Problem requirements
Which lines in the listing below contain the string "tall"? Report each of them in full.

Data
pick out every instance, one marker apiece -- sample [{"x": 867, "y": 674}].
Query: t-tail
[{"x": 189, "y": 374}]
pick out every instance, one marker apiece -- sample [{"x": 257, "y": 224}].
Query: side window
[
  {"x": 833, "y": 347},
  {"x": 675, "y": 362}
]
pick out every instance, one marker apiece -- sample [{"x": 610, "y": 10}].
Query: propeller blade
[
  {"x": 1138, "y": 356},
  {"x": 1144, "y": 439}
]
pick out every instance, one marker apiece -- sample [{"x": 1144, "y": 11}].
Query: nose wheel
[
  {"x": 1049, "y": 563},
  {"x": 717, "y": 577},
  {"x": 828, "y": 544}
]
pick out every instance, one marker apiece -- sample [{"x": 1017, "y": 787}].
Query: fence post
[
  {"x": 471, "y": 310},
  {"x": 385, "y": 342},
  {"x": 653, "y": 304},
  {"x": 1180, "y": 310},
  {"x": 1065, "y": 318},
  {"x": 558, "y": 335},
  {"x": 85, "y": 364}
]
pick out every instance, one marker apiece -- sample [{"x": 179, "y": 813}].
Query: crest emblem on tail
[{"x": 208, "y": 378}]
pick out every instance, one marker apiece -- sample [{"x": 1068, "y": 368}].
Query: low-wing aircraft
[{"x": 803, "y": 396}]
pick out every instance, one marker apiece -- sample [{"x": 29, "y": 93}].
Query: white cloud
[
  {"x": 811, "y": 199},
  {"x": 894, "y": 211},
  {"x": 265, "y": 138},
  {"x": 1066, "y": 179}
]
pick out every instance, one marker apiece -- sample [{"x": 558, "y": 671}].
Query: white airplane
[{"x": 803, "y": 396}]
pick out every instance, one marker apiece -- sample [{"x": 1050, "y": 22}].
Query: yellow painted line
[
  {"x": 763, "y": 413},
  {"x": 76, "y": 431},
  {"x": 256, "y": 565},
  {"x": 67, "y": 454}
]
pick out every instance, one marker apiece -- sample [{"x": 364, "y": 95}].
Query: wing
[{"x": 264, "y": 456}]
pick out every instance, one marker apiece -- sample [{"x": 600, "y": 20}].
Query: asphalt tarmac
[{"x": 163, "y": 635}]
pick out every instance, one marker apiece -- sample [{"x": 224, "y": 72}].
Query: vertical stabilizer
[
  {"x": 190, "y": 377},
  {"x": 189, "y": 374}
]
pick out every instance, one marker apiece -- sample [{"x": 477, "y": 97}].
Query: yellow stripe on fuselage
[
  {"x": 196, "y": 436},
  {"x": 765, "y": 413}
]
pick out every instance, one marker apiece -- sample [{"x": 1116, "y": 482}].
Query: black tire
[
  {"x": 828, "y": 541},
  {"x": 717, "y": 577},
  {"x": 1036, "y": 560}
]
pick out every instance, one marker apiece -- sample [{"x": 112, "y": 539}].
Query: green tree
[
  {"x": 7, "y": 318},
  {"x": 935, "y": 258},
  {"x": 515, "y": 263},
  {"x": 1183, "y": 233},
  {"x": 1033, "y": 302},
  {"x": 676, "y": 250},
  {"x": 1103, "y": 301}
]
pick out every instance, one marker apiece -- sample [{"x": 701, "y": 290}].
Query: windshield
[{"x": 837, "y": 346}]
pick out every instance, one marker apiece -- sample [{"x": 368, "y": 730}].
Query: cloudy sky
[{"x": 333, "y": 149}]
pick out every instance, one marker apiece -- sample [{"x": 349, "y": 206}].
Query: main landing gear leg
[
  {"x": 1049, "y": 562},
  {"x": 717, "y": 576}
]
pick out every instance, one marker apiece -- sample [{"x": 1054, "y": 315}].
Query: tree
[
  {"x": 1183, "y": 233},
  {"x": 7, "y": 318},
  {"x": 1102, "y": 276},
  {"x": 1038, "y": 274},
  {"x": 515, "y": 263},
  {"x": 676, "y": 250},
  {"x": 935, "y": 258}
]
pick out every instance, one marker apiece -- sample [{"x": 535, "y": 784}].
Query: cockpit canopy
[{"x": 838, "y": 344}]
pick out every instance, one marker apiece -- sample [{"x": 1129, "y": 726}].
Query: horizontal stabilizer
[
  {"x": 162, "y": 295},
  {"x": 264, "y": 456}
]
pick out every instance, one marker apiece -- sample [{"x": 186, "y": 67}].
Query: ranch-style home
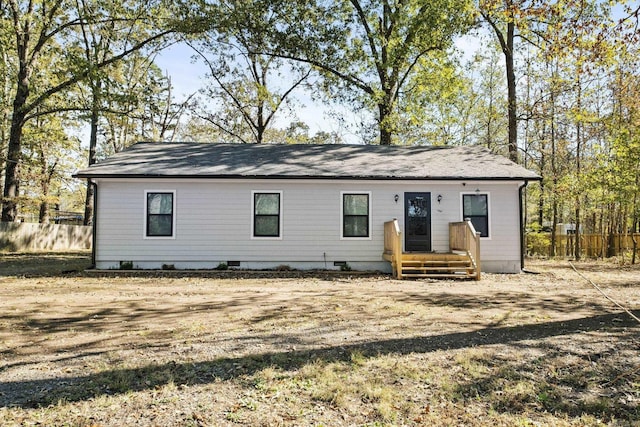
[{"x": 411, "y": 210}]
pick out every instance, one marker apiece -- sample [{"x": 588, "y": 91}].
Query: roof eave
[{"x": 305, "y": 177}]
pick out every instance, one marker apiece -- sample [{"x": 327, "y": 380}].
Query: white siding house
[{"x": 195, "y": 206}]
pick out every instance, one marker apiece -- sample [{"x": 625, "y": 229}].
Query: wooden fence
[
  {"x": 591, "y": 245},
  {"x": 28, "y": 237}
]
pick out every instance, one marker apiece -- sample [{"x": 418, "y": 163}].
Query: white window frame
[
  {"x": 173, "y": 219},
  {"x": 478, "y": 193},
  {"x": 253, "y": 213},
  {"x": 358, "y": 192}
]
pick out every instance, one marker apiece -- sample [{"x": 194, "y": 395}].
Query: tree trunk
[
  {"x": 14, "y": 155},
  {"x": 385, "y": 133},
  {"x": 93, "y": 143},
  {"x": 511, "y": 94}
]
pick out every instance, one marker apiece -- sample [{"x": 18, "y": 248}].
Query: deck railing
[
  {"x": 393, "y": 245},
  {"x": 464, "y": 237}
]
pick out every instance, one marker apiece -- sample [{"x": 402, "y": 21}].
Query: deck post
[{"x": 478, "y": 266}]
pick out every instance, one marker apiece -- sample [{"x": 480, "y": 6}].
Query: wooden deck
[{"x": 463, "y": 260}]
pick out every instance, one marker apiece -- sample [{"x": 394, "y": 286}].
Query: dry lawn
[{"x": 324, "y": 350}]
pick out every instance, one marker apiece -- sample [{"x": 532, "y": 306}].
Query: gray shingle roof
[{"x": 193, "y": 160}]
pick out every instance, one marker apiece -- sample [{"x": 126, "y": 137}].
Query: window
[
  {"x": 266, "y": 214},
  {"x": 355, "y": 215},
  {"x": 159, "y": 214},
  {"x": 476, "y": 208}
]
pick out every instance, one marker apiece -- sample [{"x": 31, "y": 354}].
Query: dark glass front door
[{"x": 417, "y": 222}]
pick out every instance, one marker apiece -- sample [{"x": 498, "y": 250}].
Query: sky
[{"x": 187, "y": 76}]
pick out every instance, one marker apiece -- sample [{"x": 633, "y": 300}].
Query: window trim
[
  {"x": 478, "y": 193},
  {"x": 280, "y": 215},
  {"x": 145, "y": 229},
  {"x": 368, "y": 194}
]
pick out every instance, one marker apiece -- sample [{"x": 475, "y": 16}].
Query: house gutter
[
  {"x": 521, "y": 208},
  {"x": 94, "y": 221}
]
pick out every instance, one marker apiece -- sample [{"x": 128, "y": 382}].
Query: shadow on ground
[{"x": 44, "y": 392}]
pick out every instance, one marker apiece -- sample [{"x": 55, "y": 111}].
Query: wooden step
[{"x": 438, "y": 276}]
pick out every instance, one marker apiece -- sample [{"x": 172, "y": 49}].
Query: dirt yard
[{"x": 293, "y": 349}]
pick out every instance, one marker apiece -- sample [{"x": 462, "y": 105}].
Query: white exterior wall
[{"x": 213, "y": 221}]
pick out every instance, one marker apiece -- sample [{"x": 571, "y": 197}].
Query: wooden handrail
[
  {"x": 393, "y": 245},
  {"x": 464, "y": 237}
]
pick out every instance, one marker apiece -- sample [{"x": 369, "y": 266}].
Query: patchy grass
[{"x": 510, "y": 350}]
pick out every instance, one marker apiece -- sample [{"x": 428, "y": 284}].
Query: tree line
[{"x": 551, "y": 84}]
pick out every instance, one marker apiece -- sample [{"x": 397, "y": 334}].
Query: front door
[{"x": 417, "y": 222}]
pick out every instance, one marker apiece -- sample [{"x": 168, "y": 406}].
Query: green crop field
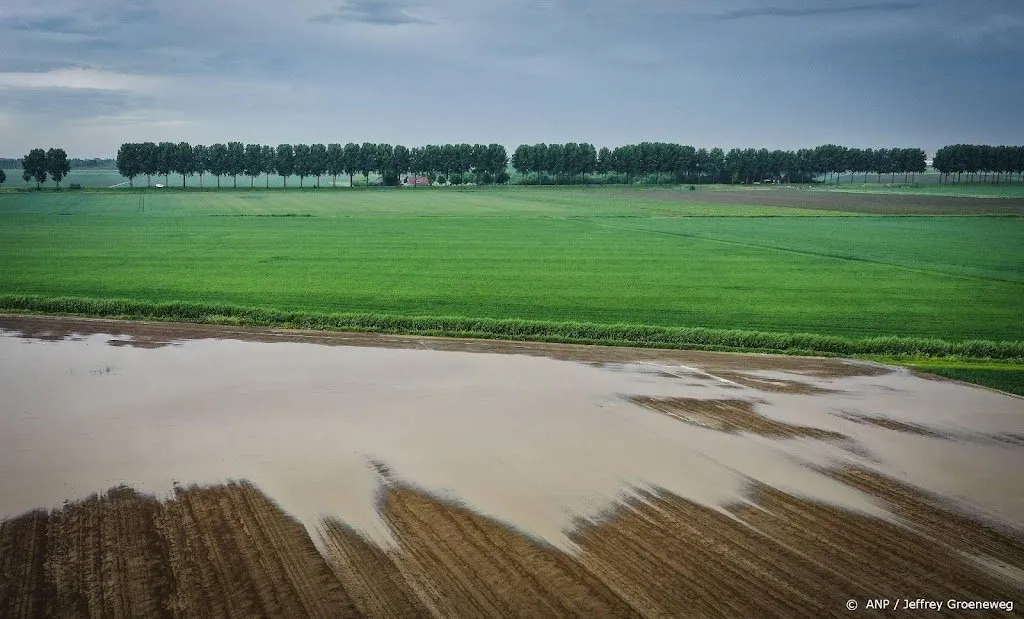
[{"x": 594, "y": 255}]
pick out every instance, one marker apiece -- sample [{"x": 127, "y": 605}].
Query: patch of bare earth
[
  {"x": 228, "y": 550},
  {"x": 729, "y": 416},
  {"x": 156, "y": 334},
  {"x": 853, "y": 202}
]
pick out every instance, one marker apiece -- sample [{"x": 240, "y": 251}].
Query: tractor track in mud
[{"x": 228, "y": 550}]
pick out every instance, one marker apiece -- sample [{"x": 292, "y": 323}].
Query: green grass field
[{"x": 545, "y": 254}]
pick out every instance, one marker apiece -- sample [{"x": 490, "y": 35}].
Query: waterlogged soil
[{"x": 164, "y": 469}]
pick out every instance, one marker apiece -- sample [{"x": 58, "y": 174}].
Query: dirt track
[{"x": 708, "y": 485}]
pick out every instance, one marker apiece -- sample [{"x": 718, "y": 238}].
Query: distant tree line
[
  {"x": 1000, "y": 162},
  {"x": 92, "y": 164},
  {"x": 40, "y": 164},
  {"x": 542, "y": 163},
  {"x": 487, "y": 163},
  {"x": 678, "y": 163}
]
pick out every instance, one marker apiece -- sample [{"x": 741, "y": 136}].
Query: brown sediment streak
[
  {"x": 24, "y": 588},
  {"x": 240, "y": 554},
  {"x": 872, "y": 558},
  {"x": 775, "y": 385},
  {"x": 893, "y": 424},
  {"x": 936, "y": 518},
  {"x": 369, "y": 573},
  {"x": 729, "y": 416},
  {"x": 229, "y": 550},
  {"x": 467, "y": 565}
]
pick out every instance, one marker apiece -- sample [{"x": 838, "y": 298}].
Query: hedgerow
[{"x": 571, "y": 332}]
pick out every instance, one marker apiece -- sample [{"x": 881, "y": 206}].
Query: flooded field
[{"x": 175, "y": 469}]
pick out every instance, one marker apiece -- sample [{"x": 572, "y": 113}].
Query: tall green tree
[
  {"x": 148, "y": 155},
  {"x": 166, "y": 154},
  {"x": 266, "y": 160},
  {"x": 129, "y": 161},
  {"x": 385, "y": 164},
  {"x": 218, "y": 161},
  {"x": 401, "y": 161},
  {"x": 353, "y": 160},
  {"x": 303, "y": 162},
  {"x": 317, "y": 161},
  {"x": 184, "y": 161},
  {"x": 254, "y": 163},
  {"x": 56, "y": 164},
  {"x": 284, "y": 162},
  {"x": 335, "y": 161},
  {"x": 368, "y": 160},
  {"x": 201, "y": 155},
  {"x": 34, "y": 164},
  {"x": 236, "y": 163}
]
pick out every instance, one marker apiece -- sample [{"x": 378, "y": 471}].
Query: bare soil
[
  {"x": 157, "y": 334},
  {"x": 730, "y": 416},
  {"x": 504, "y": 481},
  {"x": 227, "y": 550},
  {"x": 853, "y": 202}
]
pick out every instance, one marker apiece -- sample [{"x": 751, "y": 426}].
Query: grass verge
[{"x": 530, "y": 330}]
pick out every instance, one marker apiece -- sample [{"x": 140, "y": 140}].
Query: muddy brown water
[{"x": 548, "y": 442}]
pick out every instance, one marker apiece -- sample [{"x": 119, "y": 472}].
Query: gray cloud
[
  {"x": 813, "y": 11},
  {"x": 91, "y": 74},
  {"x": 378, "y": 12}
]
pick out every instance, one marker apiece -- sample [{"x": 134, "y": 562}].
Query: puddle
[{"x": 513, "y": 434}]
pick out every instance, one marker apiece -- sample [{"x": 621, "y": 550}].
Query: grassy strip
[{"x": 571, "y": 332}]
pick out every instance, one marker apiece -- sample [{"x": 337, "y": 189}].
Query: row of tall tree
[
  {"x": 572, "y": 161},
  {"x": 1000, "y": 162},
  {"x": 486, "y": 162},
  {"x": 40, "y": 164}
]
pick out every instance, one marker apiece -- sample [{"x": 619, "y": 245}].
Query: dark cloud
[
  {"x": 378, "y": 12},
  {"x": 71, "y": 104},
  {"x": 88, "y": 24},
  {"x": 786, "y": 11}
]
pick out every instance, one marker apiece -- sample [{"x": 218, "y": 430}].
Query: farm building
[{"x": 417, "y": 181}]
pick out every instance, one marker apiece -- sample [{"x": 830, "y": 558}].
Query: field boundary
[{"x": 650, "y": 336}]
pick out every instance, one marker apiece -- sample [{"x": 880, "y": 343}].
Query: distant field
[
  {"x": 972, "y": 190},
  {"x": 585, "y": 254}
]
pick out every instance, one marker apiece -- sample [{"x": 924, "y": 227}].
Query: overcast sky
[{"x": 89, "y": 75}]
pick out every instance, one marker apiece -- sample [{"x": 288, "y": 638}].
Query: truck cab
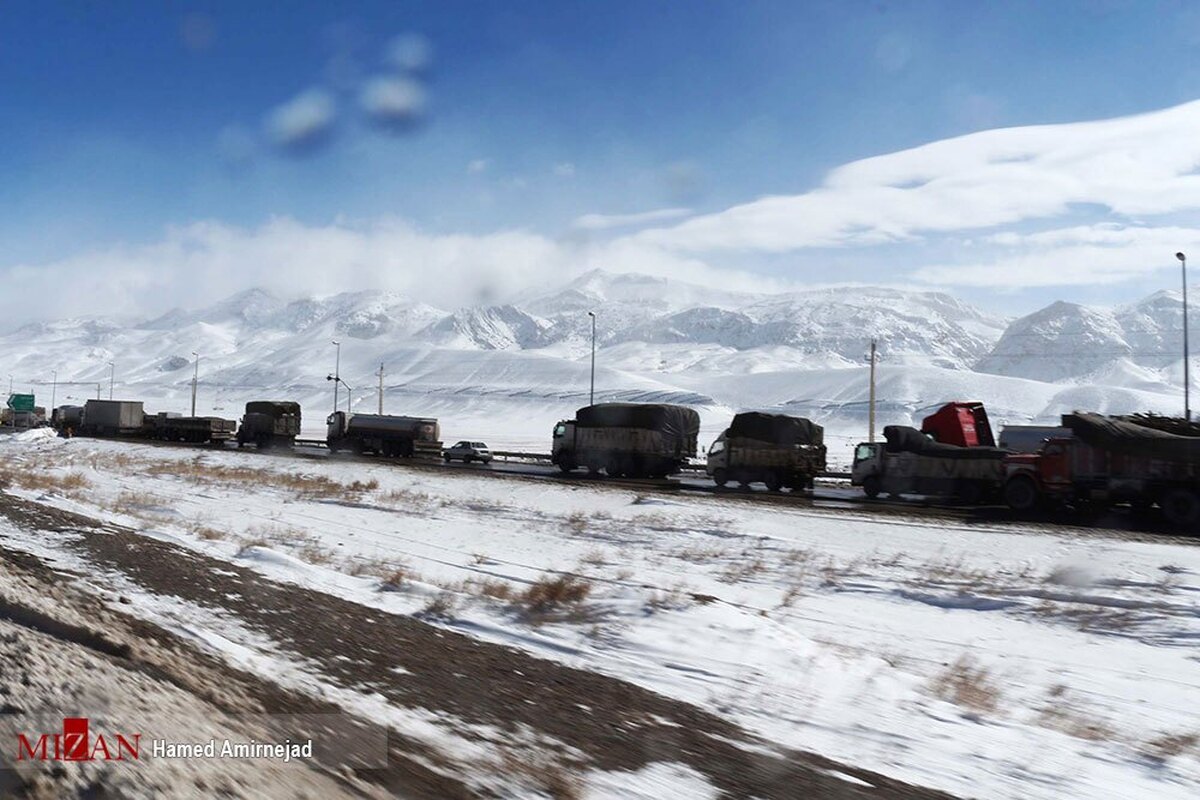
[
  {"x": 562, "y": 449},
  {"x": 868, "y": 468}
]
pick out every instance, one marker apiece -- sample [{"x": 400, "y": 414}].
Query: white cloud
[
  {"x": 204, "y": 262},
  {"x": 393, "y": 101},
  {"x": 1079, "y": 256},
  {"x": 1134, "y": 166},
  {"x": 303, "y": 121},
  {"x": 606, "y": 221}
]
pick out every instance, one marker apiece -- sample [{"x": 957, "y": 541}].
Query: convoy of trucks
[
  {"x": 778, "y": 450},
  {"x": 1108, "y": 461},
  {"x": 384, "y": 434},
  {"x": 953, "y": 455},
  {"x": 627, "y": 439},
  {"x": 1090, "y": 461},
  {"x": 269, "y": 423}
]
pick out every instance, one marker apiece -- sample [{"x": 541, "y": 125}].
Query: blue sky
[{"x": 124, "y": 130}]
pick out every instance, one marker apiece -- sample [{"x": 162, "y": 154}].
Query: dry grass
[
  {"x": 577, "y": 522},
  {"x": 543, "y": 773},
  {"x": 439, "y": 607},
  {"x": 967, "y": 685},
  {"x": 742, "y": 571},
  {"x": 396, "y": 579},
  {"x": 249, "y": 543},
  {"x": 553, "y": 593},
  {"x": 1067, "y": 717},
  {"x": 1169, "y": 745},
  {"x": 34, "y": 479}
]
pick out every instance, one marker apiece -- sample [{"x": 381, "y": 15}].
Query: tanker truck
[
  {"x": 779, "y": 450},
  {"x": 627, "y": 439},
  {"x": 384, "y": 434}
]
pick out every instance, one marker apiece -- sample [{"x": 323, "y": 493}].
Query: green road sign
[{"x": 21, "y": 402}]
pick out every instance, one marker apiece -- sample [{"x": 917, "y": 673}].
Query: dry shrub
[
  {"x": 439, "y": 607},
  {"x": 396, "y": 579},
  {"x": 1074, "y": 722},
  {"x": 250, "y": 543},
  {"x": 315, "y": 553},
  {"x": 577, "y": 522},
  {"x": 552, "y": 593},
  {"x": 1169, "y": 745},
  {"x": 543, "y": 773},
  {"x": 208, "y": 534},
  {"x": 742, "y": 570},
  {"x": 493, "y": 589},
  {"x": 969, "y": 685},
  {"x": 39, "y": 481}
]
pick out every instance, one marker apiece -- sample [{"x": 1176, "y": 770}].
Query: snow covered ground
[{"x": 991, "y": 662}]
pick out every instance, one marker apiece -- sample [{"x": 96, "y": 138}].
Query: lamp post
[
  {"x": 196, "y": 379},
  {"x": 1187, "y": 374},
  {"x": 349, "y": 401},
  {"x": 592, "y": 391},
  {"x": 337, "y": 371}
]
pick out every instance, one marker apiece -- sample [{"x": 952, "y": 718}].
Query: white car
[{"x": 468, "y": 451}]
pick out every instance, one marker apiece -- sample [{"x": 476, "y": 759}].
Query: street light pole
[
  {"x": 592, "y": 391},
  {"x": 337, "y": 372},
  {"x": 870, "y": 413},
  {"x": 196, "y": 379},
  {"x": 1187, "y": 373}
]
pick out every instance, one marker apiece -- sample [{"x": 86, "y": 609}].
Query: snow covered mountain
[
  {"x": 519, "y": 367},
  {"x": 1140, "y": 342}
]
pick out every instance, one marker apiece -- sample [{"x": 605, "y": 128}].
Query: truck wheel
[
  {"x": 1021, "y": 494},
  {"x": 970, "y": 493},
  {"x": 1181, "y": 507},
  {"x": 873, "y": 486}
]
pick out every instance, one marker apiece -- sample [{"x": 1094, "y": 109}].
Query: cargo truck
[
  {"x": 112, "y": 419},
  {"x": 384, "y": 434},
  {"x": 627, "y": 439},
  {"x": 953, "y": 455},
  {"x": 778, "y": 450},
  {"x": 1109, "y": 461},
  {"x": 197, "y": 429},
  {"x": 269, "y": 423}
]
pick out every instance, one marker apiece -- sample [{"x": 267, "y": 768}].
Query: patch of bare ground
[
  {"x": 463, "y": 679},
  {"x": 967, "y": 685}
]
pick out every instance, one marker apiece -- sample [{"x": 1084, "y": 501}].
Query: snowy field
[{"x": 993, "y": 662}]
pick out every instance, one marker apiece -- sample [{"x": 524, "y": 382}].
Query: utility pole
[
  {"x": 870, "y": 423},
  {"x": 196, "y": 379},
  {"x": 592, "y": 391},
  {"x": 381, "y": 390},
  {"x": 337, "y": 372},
  {"x": 1187, "y": 374}
]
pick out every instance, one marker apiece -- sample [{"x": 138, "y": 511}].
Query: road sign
[{"x": 21, "y": 402}]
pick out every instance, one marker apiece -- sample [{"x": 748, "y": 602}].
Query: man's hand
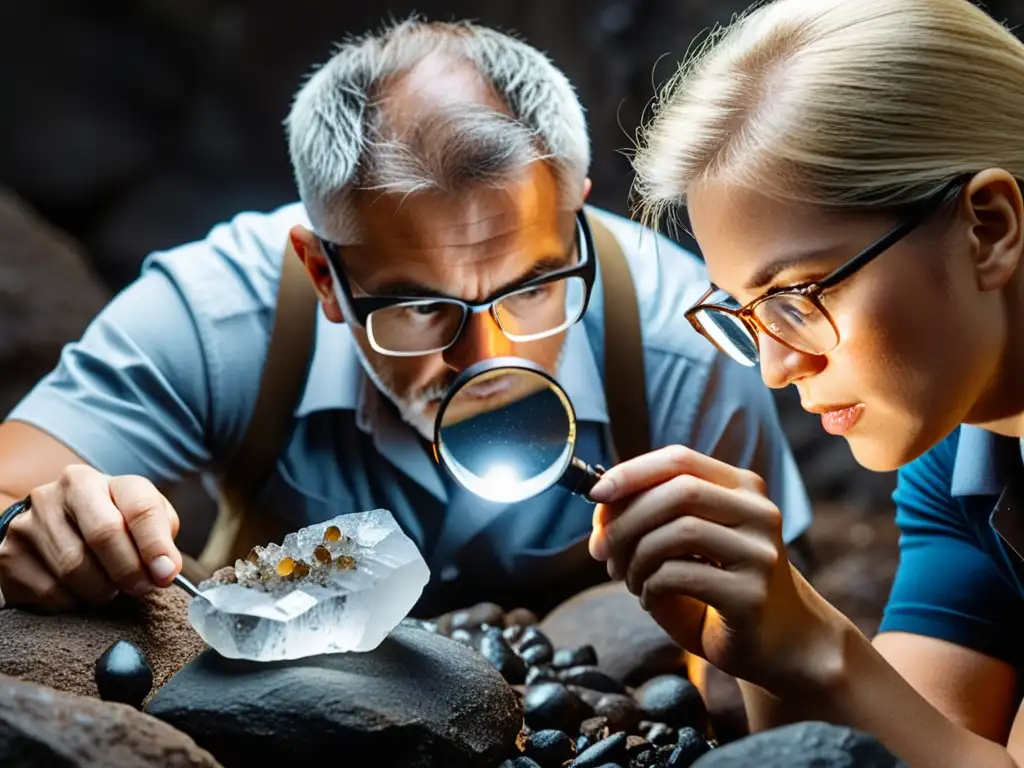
[
  {"x": 87, "y": 537},
  {"x": 701, "y": 545}
]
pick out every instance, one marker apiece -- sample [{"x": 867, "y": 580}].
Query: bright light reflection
[{"x": 502, "y": 479}]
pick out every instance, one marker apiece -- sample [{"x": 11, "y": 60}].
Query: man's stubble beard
[{"x": 412, "y": 409}]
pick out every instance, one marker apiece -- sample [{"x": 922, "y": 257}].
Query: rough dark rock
[
  {"x": 611, "y": 750},
  {"x": 60, "y": 651},
  {"x": 673, "y": 700},
  {"x": 550, "y": 749},
  {"x": 124, "y": 675},
  {"x": 40, "y": 726},
  {"x": 593, "y": 678},
  {"x": 553, "y": 707},
  {"x": 803, "y": 745},
  {"x": 689, "y": 747},
  {"x": 419, "y": 699},
  {"x": 496, "y": 649},
  {"x": 585, "y": 655},
  {"x": 630, "y": 645}
]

Solution to this task
Query: tall green tree
Query: row of tall tree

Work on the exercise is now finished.